*** SOURCE RECORDS ***
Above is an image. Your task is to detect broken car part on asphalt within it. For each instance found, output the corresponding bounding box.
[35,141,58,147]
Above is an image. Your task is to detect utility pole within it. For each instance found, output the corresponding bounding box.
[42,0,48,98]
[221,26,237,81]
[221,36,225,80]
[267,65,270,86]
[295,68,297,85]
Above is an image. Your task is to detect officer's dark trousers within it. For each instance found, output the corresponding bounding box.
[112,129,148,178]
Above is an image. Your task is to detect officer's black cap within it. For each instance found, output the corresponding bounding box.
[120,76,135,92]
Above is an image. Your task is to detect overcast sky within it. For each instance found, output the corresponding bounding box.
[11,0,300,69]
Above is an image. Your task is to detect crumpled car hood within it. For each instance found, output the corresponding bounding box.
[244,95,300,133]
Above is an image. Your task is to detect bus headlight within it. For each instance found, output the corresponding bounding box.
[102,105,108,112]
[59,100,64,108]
*** End of SOURCE RECORDS ***
### DESCRIPTION OF THE TASK
An exact retyping of the full listing is required.

### WRITTEN RESPONSE
Above is an image. Your task is to detect broken car part on asphalt within it. For each instance found, output the corresponding bounding box.
[35,141,58,147]
Above is an image. Your task is to detect utility pole within it. For each instance found, output the corresponding bounding box.
[42,0,48,98]
[221,26,237,81]
[221,36,225,80]
[267,65,270,86]
[295,68,297,85]
Above is an image. Your task is to detect officer's dark trousers within it. For each instance found, output the corresponding bounding box.
[112,129,148,178]
Above is an image. Your task is to detect officer's black cap within it. For each instance found, output the corresponding bounding box.
[120,76,135,92]
Above is an image. Your task is to detect overcast sky within it. For each instance found, output the corresponding bounding box.
[11,0,300,69]
Above is an image. Your task is to detect crumpled car hood within it. For each instance found, output the corresponding bounding box.
[244,95,300,133]
Above is an image. Your task is to detect bus headlight within it. For each instance found, output the corresponding bounding box.
[102,105,108,112]
[59,100,64,108]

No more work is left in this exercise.